EXCERPTED RECORDS

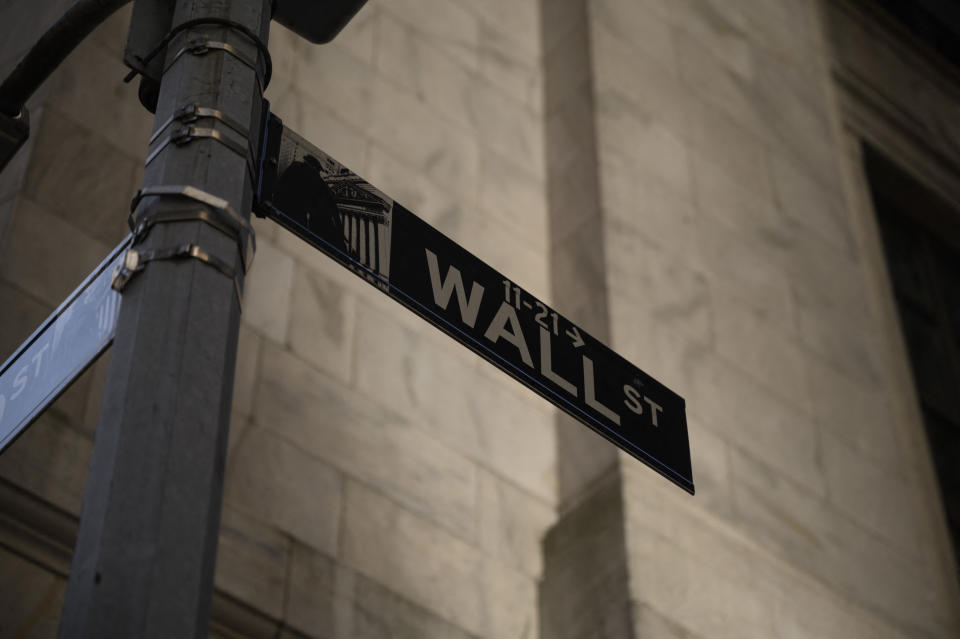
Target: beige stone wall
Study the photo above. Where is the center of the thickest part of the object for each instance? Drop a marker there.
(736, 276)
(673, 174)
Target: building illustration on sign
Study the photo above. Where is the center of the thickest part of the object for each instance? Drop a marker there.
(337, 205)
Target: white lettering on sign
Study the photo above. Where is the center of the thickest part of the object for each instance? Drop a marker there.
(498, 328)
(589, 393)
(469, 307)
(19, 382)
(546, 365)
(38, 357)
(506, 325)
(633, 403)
--
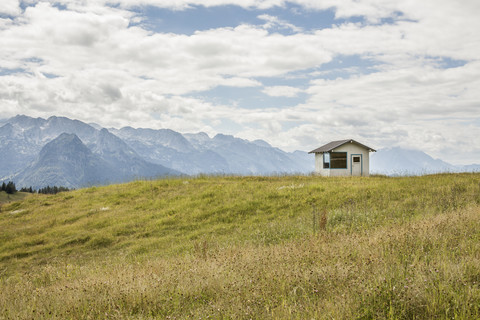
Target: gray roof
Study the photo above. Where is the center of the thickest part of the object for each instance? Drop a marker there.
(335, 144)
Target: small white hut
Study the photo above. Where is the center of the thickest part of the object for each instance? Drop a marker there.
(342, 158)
* * *
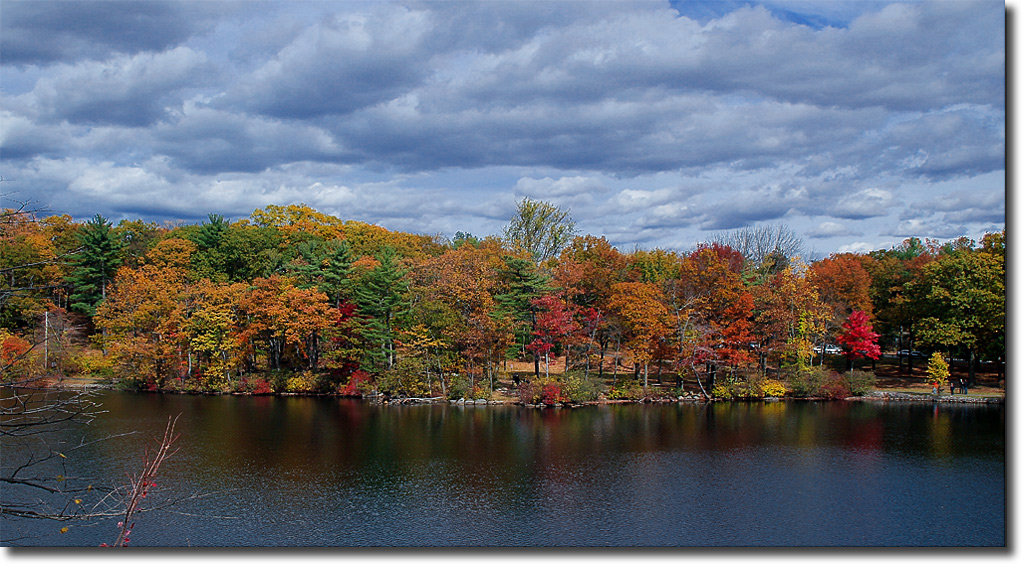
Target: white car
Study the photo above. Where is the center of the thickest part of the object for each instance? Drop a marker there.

TASK ITEM
Search the listing for "Target" and show every line where it occurs.

RESPONSE BELOW
Target: beige stone wall
Target: building illustration on sign
Target: white lettering on sign
Target: gray roof
Target: small white hut
Target: white car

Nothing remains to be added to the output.